Exercise material:
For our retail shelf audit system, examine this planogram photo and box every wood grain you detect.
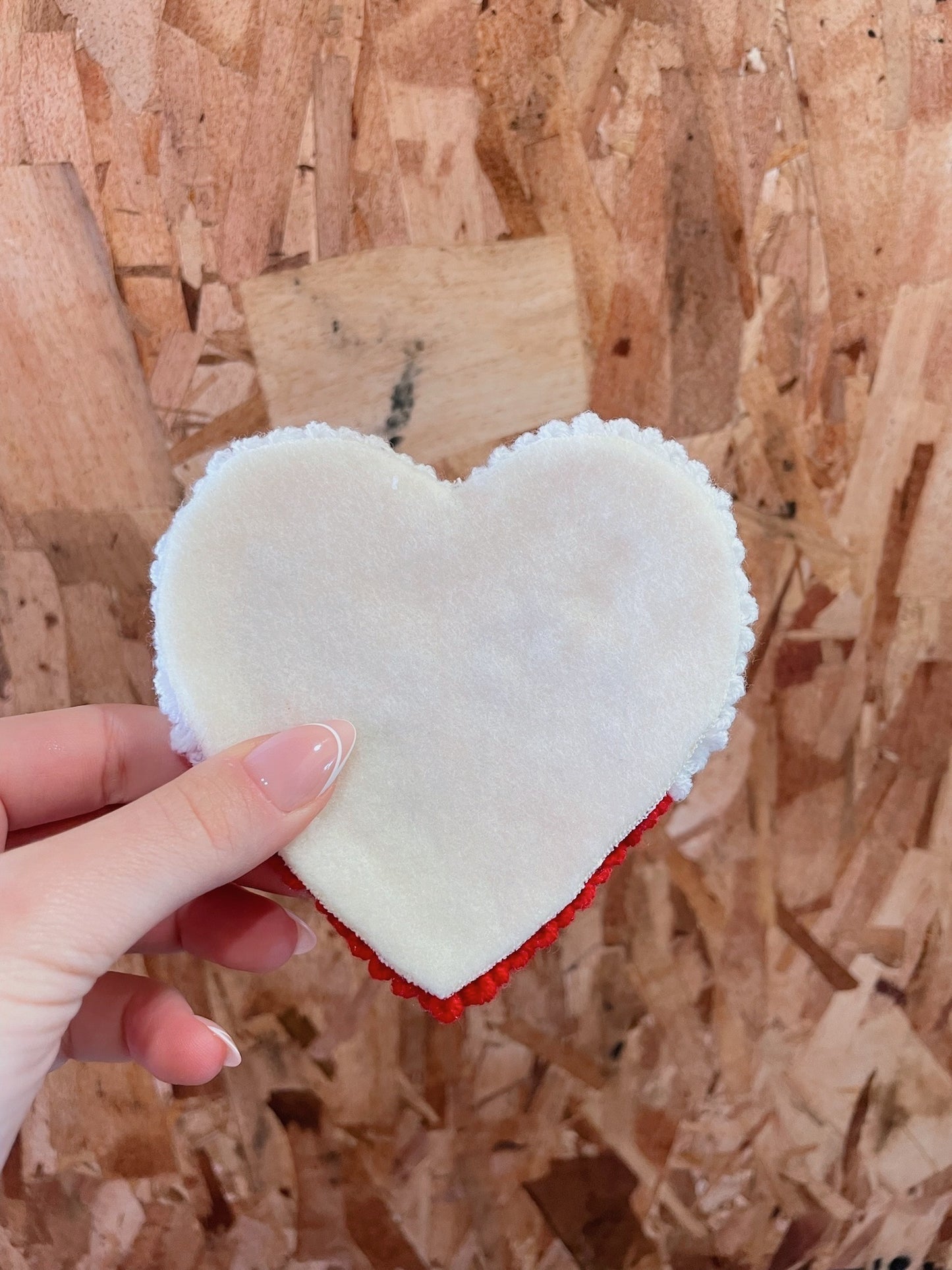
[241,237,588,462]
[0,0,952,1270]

* * *

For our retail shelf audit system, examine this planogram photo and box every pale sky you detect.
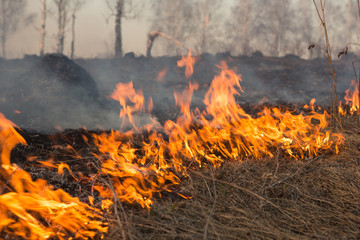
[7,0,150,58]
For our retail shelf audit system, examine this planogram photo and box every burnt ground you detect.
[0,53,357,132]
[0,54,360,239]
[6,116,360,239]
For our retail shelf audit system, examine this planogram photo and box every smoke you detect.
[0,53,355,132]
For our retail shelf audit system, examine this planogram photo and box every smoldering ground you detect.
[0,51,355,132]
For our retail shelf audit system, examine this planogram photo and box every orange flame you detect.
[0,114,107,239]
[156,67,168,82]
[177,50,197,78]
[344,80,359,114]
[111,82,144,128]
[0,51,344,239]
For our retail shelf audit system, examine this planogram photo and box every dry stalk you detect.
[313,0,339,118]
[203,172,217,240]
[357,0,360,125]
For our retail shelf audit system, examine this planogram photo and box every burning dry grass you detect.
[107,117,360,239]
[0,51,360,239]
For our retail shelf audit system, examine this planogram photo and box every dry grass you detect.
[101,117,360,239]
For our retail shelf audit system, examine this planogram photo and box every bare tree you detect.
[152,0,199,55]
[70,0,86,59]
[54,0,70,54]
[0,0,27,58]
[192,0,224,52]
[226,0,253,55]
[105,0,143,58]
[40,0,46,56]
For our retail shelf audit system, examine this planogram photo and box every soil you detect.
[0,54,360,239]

---

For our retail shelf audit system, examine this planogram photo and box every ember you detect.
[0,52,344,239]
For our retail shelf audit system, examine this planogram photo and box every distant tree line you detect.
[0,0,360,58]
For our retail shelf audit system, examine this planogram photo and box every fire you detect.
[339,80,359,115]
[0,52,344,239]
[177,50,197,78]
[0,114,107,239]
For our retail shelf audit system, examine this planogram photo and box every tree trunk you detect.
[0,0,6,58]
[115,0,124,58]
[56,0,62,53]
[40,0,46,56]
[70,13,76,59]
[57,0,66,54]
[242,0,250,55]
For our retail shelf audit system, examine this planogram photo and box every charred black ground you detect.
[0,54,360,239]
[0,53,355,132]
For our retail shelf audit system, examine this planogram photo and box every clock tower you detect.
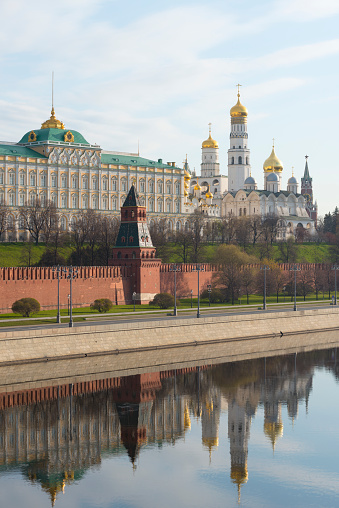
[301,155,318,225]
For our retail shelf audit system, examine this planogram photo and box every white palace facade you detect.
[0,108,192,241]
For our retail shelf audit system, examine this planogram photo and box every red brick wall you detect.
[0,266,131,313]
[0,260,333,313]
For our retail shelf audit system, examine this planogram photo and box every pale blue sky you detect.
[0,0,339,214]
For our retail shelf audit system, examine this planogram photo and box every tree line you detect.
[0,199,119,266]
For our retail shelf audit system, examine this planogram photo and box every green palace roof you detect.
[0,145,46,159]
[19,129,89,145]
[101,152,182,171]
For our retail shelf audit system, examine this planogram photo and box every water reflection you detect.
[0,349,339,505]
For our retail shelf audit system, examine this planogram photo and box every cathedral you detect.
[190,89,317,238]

Stated goal: Copy the records from the line containing "grain you detect." through the line containing "[0,0,952,1270]", both lines included, unchanged. Omit the pictures from your copy.

Solution:
For our retail shelf audit system, examine this planogram photo and box every wood grain you detect.
[241,237,588,462]
[0,0,952,1270]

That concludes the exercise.